Every line from the top of the records below through the one containing "Q: Locate the suit" must be copied exactly, and the pictures must not be.

(Data to process begins)

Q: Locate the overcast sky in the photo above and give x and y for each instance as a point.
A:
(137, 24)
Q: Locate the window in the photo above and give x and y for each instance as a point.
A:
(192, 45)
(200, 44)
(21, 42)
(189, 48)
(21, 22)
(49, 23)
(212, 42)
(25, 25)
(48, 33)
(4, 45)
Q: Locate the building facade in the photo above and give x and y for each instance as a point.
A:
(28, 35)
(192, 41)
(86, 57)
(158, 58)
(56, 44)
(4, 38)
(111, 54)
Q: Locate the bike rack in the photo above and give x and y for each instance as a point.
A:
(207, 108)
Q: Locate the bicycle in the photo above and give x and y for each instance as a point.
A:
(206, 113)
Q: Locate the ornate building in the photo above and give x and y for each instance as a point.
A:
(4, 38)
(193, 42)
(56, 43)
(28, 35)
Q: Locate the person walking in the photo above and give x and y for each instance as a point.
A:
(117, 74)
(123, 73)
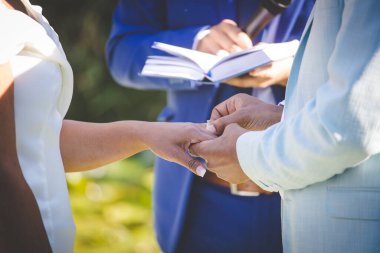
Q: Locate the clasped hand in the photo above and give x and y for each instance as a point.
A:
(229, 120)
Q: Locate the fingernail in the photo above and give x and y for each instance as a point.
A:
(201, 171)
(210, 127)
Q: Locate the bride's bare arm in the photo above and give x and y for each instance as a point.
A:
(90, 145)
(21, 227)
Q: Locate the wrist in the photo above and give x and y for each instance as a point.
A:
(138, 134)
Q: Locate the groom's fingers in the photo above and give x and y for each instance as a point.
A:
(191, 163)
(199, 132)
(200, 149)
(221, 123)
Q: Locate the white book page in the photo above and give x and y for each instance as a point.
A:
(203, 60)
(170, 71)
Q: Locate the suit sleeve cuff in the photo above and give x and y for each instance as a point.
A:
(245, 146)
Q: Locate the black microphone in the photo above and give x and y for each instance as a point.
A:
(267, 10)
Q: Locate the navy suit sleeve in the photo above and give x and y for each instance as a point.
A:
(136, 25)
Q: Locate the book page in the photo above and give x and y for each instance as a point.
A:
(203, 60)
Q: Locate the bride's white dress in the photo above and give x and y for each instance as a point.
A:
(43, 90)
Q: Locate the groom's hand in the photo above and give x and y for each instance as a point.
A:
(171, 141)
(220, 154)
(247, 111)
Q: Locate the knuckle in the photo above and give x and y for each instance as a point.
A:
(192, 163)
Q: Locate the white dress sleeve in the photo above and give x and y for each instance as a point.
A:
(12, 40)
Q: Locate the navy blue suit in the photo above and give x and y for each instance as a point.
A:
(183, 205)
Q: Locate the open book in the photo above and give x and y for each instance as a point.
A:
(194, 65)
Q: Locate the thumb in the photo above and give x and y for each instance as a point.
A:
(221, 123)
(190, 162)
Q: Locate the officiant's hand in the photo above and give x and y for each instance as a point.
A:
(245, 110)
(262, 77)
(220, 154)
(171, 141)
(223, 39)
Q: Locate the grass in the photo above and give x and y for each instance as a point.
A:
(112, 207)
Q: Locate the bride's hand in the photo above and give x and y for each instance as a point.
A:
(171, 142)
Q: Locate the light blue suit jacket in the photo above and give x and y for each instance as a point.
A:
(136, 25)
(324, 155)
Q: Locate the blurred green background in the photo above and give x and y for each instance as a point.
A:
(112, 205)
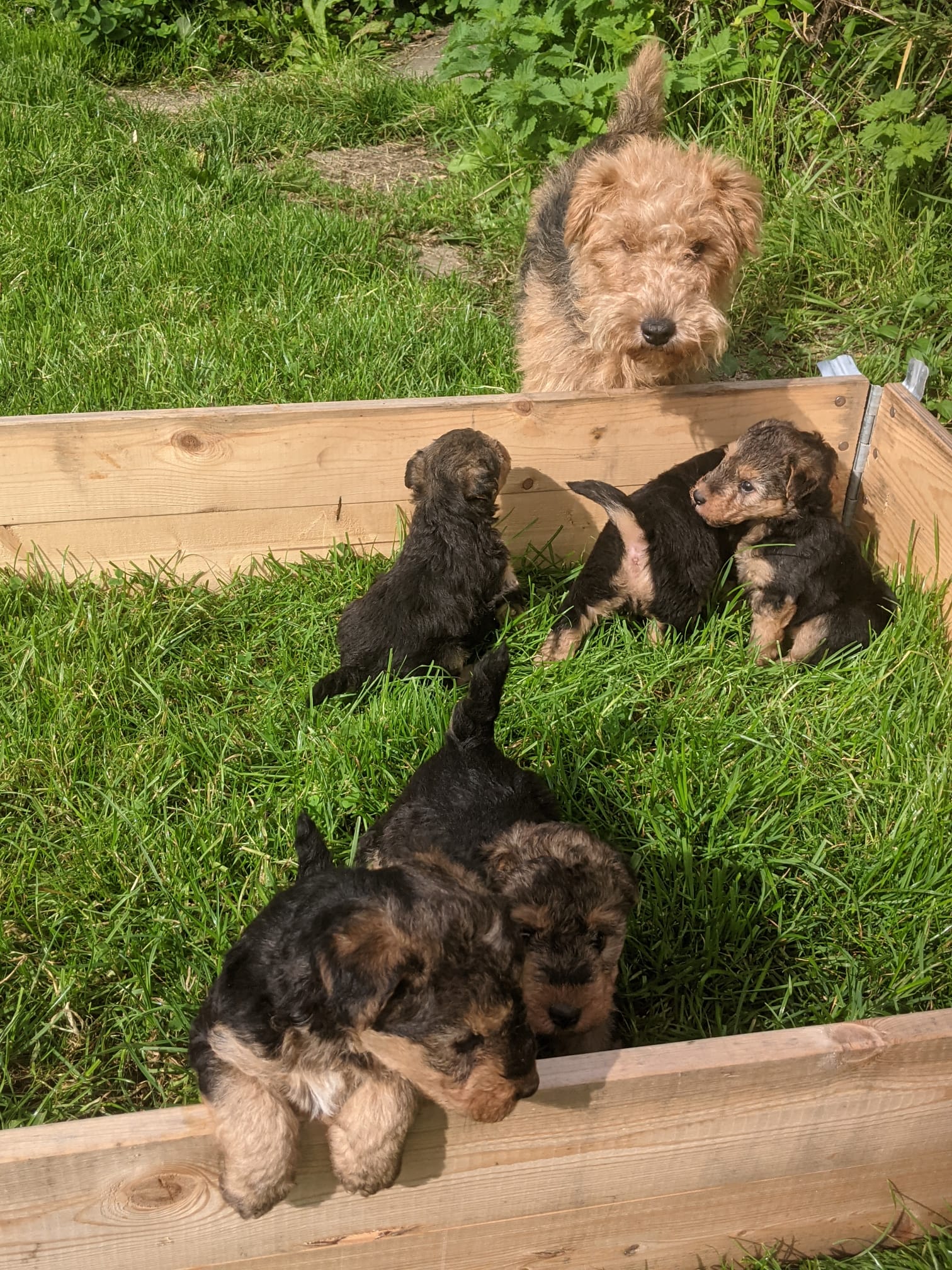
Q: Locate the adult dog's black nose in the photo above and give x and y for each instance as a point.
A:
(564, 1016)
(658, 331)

(Data to process ends)

Your solution:
Q: Locate the overcast sky in the photo above and give x and y for each instance as a point.
A:
(137, 24)
Q: Locate the window in the photo above and give x and y for each instance as a point.
A:
(192, 45)
(200, 44)
(21, 42)
(189, 48)
(21, 22)
(49, 23)
(212, 42)
(25, 25)
(48, 33)
(4, 45)
Q: Locate the building facade in the photo above and give x and y for each instance as a point.
A:
(28, 35)
(192, 41)
(86, 57)
(158, 58)
(56, 44)
(4, 38)
(111, 54)
Q: Locate the bike rack in the photo above and give x and y for each instance as a point.
A:
(207, 108)
Q: Locate the bicycle in the photo above and give x and y for each instance as a point.
A:
(206, 113)
Q: Locate the ornate building in the photo above and give x and y for each instance as a point.
A:
(4, 38)
(193, 42)
(56, 43)
(28, 35)
Q: Locate the person walking in the photo above and give x and y for each instance as a point.
A:
(117, 74)
(123, 73)
Q: Locate the clasped hand in the photo above and give x and y for each instance as a point.
A:
(229, 120)
Q: Locate the fingernail in the photo above and give x and y for each instance as a point.
A:
(201, 171)
(210, 127)
Q: Locate the bride's bare arm in the photo above and give x and y for each instance as a point.
A:
(90, 145)
(21, 227)
Q: Locate the wrist in the photo above and give x and y for each instance as a point.
A:
(138, 134)
Q: Locate the groom's fingers in the photo above and give x and y for each instance as a point.
A:
(191, 163)
(199, 132)
(200, 149)
(221, 123)
Q: Locate the white book page in the photo above and give x and y for each instance as a point.
A:
(203, 60)
(170, 71)
Q: Locate the suit sleeve cuff in the photo above and give x and y for each instance as a point.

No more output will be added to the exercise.